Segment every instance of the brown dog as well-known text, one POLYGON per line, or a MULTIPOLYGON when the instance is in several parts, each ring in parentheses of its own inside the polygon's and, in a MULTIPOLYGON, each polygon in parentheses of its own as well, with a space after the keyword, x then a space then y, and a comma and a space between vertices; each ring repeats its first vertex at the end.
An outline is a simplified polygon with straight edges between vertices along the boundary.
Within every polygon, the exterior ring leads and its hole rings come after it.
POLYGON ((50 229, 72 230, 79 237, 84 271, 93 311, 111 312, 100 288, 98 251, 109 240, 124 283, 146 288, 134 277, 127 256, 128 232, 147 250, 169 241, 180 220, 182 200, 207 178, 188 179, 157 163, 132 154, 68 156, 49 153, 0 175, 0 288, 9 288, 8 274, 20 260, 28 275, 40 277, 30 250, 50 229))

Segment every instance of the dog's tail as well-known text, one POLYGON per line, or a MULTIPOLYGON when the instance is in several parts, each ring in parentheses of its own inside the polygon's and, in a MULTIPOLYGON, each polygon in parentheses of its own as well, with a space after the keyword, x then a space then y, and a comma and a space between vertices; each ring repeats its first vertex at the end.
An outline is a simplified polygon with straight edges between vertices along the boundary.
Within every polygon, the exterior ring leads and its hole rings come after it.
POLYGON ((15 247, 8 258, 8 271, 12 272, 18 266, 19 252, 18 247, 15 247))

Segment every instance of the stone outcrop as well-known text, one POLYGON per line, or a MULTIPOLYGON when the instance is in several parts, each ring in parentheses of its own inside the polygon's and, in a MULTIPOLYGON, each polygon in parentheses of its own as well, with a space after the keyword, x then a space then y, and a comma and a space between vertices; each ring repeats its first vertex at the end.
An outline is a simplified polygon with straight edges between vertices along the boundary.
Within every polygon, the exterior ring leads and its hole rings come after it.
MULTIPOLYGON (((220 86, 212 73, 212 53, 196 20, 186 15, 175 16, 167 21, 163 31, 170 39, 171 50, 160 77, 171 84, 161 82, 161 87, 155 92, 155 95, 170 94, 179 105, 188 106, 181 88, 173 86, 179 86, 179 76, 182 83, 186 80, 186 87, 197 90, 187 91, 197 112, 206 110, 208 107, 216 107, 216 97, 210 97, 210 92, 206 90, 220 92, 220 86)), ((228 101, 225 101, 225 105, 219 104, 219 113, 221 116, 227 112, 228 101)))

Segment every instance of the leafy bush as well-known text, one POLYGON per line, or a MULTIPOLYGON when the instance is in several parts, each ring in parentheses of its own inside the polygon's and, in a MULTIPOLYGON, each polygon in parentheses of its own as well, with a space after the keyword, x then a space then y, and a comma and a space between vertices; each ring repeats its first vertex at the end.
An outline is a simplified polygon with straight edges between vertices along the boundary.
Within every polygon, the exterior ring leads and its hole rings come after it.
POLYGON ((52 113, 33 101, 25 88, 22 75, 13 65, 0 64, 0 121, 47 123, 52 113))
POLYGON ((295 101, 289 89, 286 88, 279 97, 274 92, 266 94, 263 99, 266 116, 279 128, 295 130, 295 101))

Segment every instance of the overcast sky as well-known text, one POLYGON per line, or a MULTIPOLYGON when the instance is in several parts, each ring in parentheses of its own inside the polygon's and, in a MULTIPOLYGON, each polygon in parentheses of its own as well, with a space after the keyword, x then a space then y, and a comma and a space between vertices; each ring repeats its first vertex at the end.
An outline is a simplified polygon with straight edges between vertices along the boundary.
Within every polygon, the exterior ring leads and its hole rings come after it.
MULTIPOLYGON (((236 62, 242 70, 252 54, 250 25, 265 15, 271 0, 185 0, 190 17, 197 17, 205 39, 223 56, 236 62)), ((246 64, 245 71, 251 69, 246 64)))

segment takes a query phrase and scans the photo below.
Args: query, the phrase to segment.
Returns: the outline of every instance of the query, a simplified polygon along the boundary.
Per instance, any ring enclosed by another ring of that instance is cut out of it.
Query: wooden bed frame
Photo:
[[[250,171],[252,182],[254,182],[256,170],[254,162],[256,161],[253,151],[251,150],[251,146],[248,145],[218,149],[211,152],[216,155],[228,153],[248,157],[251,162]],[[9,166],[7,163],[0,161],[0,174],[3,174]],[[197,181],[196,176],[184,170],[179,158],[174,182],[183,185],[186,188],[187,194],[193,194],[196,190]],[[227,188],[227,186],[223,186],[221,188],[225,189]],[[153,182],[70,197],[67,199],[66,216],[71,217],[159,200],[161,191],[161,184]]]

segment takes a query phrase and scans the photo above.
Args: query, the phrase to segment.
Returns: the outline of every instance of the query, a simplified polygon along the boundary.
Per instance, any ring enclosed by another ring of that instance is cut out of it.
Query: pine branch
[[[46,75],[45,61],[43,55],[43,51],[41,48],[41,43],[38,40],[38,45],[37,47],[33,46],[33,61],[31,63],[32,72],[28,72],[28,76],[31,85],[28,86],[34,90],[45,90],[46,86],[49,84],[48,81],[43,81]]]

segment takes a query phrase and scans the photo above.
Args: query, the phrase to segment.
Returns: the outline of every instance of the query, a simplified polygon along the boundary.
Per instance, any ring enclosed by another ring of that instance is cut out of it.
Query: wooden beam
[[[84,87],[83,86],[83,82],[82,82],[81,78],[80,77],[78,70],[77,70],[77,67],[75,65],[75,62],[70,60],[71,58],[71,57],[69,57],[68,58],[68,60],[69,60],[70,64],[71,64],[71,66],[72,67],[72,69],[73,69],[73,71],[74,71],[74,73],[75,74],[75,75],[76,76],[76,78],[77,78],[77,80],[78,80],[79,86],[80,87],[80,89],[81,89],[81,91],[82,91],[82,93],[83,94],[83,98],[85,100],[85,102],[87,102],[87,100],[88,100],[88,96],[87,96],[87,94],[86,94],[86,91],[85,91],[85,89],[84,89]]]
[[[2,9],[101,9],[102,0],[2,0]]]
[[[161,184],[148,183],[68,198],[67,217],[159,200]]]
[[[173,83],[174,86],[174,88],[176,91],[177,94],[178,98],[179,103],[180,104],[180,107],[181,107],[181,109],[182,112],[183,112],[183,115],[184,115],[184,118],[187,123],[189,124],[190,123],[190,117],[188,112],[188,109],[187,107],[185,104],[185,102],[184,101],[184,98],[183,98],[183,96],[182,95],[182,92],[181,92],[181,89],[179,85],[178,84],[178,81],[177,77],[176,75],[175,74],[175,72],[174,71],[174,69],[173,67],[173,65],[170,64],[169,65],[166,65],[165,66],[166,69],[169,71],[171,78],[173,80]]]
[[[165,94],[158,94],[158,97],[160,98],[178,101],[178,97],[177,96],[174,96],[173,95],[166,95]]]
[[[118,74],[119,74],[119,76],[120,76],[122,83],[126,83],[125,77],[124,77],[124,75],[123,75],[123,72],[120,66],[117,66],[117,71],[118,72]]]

+++++

→ **DESCRIPTION OF THE TASK**: Reproduce all of the rows above, changing every "well-known text" to "WKT" and keeping everything else the same.

→ **RESPONSE TO THIS TASK**:
Segment every instance of the brown dog as WKT, one POLYGON per line, or a MULTIPOLYGON when the instance is in several parts, each ring in parentheses of its own inside the polygon's and, in a MULTIPOLYGON, each polygon in parentheses of its own as well, with a space after the keyword, x then a space then y, and a comma and a space between vertices; each ring repeats its first vertex at the end.
An outline is a simplified polygon with straight edges between vertices along the boundary.
Within every polygon, the exterior ring leads and its hole rings come after it.
POLYGON ((50 229, 72 230, 79 237, 84 271, 93 311, 111 312, 100 288, 98 251, 109 240, 124 283, 146 288, 134 277, 127 256, 128 232, 147 250, 169 241, 180 220, 182 200, 207 178, 188 179, 157 163, 132 154, 68 156, 49 153, 0 175, 0 288, 9 288, 8 274, 20 260, 28 275, 40 277, 30 250, 50 229))

Segment every instance of the dog's tail as WKT, one POLYGON per line, or a MULTIPOLYGON when the instance is in several parts, each ring in parentheses of its own inside the polygon's and, in a MULTIPOLYGON, each polygon in parentheses of its own as well, with a space after the keyword, x then a space then y, and a comma and a space between vertices; each ring repeats its first vertex at the end.
An outline is a simplified polygon with straight edges between vertices along the boundary.
Within every polygon, the exterior ring leads and its hole rings come after it.
POLYGON ((15 247, 8 258, 8 271, 12 272, 18 266, 19 252, 18 247, 15 247))

Segment every instance of the stone outcrop as WKT, one POLYGON per line, or a MULTIPOLYGON when the instance is in several parts, each ring in parentheses of its own inside the polygon's and, in a MULTIPOLYGON, each polygon in parentheses of its own as well, with a space after the keyword, x then a space then y, and a comma and a space between vertices; each ring repeats its first vertex at the end.
An outline is a simplified polygon with straight edges between vertices along the boundary.
Within every polygon, the exterior ring leads and its hole rings come after it.
MULTIPOLYGON (((220 86, 212 73, 212 53, 196 20, 186 15, 175 16, 167 21, 163 31, 170 39, 171 50, 160 77, 171 84, 161 82, 161 87, 155 92, 155 95, 170 94, 179 105, 188 106, 181 88, 173 86, 179 86, 179 76, 182 83, 186 80, 186 87, 197 90, 187 91, 197 112, 206 110, 208 107, 216 107, 216 97, 210 97, 210 92, 206 90, 220 92, 220 86)), ((228 101, 225 101, 225 105, 219 104, 219 113, 221 116, 227 112, 228 101)))

Segment every instance of the leafy bush as WKT, one POLYGON per line, or a MULTIPOLYGON when the instance is in several parts, each ring in parentheses of its own inside the polygon's and, in a MULTIPOLYGON, each polygon in parentheses of its own as well, with a space after the keyword, x then a space then y, and a comma and a space between vertices; each ring repeats its first vertex at the end.
An outline is a simplified polygon with straight edges between vertices along the boundary.
Within every polygon, the exterior ring leads and its hole rings come after it.
POLYGON ((52 113, 33 101, 25 88, 22 75, 13 65, 0 64, 0 121, 47 123, 52 113))
POLYGON ((295 101, 289 89, 286 88, 279 97, 274 92, 266 94, 263 99, 266 116, 279 128, 295 130, 295 101))

Segment every instance of the overcast sky as WKT, one POLYGON per line, or a MULTIPOLYGON when the instance is in several parts, each ring in parentheses of its own inside the polygon's and, in a MULTIPOLYGON, each polygon in parentheses of its own as well, with a space after the keyword, x then a space then y, and a comma and a space between vertices; each ring repeats its first vertex at the end.
An outline is a simplified polygon with straight edges between vertices along the boundary.
Within every polygon, the exterior ring leads and its hole rings come after it.
MULTIPOLYGON (((236 62, 242 70, 252 54, 250 25, 265 15, 271 0, 185 0, 190 17, 197 17, 205 39, 223 56, 236 62)), ((246 64, 245 71, 251 69, 246 64)))

segment takes a query phrase and scans the photo below.
Args: query, the phrase to segment.
Returns: the outline of every instance of the query, a simplified polygon along the boundary.
Per instance, any ring enclosed by another ring of that instance is cut out of it.
Query: wooden bed frame
Photo:
[[[250,171],[252,182],[254,182],[256,170],[254,162],[256,161],[253,151],[251,150],[251,146],[248,145],[218,149],[211,152],[216,155],[228,153],[248,157],[251,162]],[[9,166],[7,163],[0,161],[0,174],[3,174]],[[197,181],[196,176],[184,170],[179,158],[174,182],[183,185],[186,188],[187,194],[193,194],[196,190]],[[227,188],[227,186],[223,186],[221,188],[225,189]],[[153,182],[70,197],[67,199],[66,216],[71,217],[159,200],[161,191],[161,184]]]

segment takes a query phrase and scans the photo above.
Args: query, the phrase to segment.
Returns: the outline of every instance of the query, a simplified polygon along the boundary.
Per instance, any ring enclosed by another ring of that instance is cut out of it.
Query: pine branch
[[[46,75],[45,61],[43,55],[43,51],[41,48],[41,43],[38,40],[38,45],[37,47],[33,46],[33,61],[31,63],[32,72],[28,72],[28,76],[31,85],[28,86],[34,90],[45,90],[46,86],[49,84],[48,81],[43,81]]]

segment takes a query phrase and scans the photo above.
Args: query, the phrase to segment.
Returns: the outline of every instance of the query, a simplified polygon along the boundary.
Per instance, any ring enclosed by another ring of that instance is cut out of it.
Query: wooden beam
[[[84,87],[83,86],[83,82],[82,82],[81,78],[80,77],[78,70],[77,70],[77,67],[75,65],[75,62],[70,60],[71,58],[71,57],[69,57],[68,58],[68,60],[69,60],[70,64],[71,64],[71,66],[72,67],[72,69],[73,69],[73,71],[74,71],[74,73],[75,74],[75,75],[76,76],[76,78],[77,78],[77,80],[78,80],[79,86],[80,87],[80,89],[81,89],[81,91],[82,91],[82,93],[83,94],[83,98],[85,100],[85,102],[87,102],[87,100],[88,100],[88,96],[87,96],[87,94],[86,94],[86,91],[85,91],[85,89],[84,89]]]
[[[2,9],[101,9],[102,0],[2,0]]]
[[[161,184],[148,183],[68,198],[67,217],[159,200]]]
[[[173,83],[174,86],[174,88],[176,91],[177,94],[178,98],[179,103],[180,104],[180,107],[181,107],[181,109],[182,112],[183,112],[183,115],[184,115],[184,118],[187,123],[189,124],[190,123],[190,117],[188,112],[188,109],[187,107],[185,104],[185,102],[184,101],[184,98],[183,98],[183,96],[182,95],[182,92],[181,92],[181,89],[179,85],[178,84],[178,81],[177,77],[176,75],[175,74],[175,72],[174,71],[174,69],[173,67],[173,65],[170,64],[169,65],[166,65],[165,66],[166,69],[169,71],[171,78],[173,80]]]
[[[165,94],[158,94],[158,97],[160,98],[178,101],[178,97],[177,96],[174,96],[173,95],[166,95]]]
[[[118,74],[119,74],[119,76],[120,76],[122,83],[126,83],[125,77],[124,77],[124,75],[123,75],[123,72],[120,66],[117,66],[117,71],[118,72]]]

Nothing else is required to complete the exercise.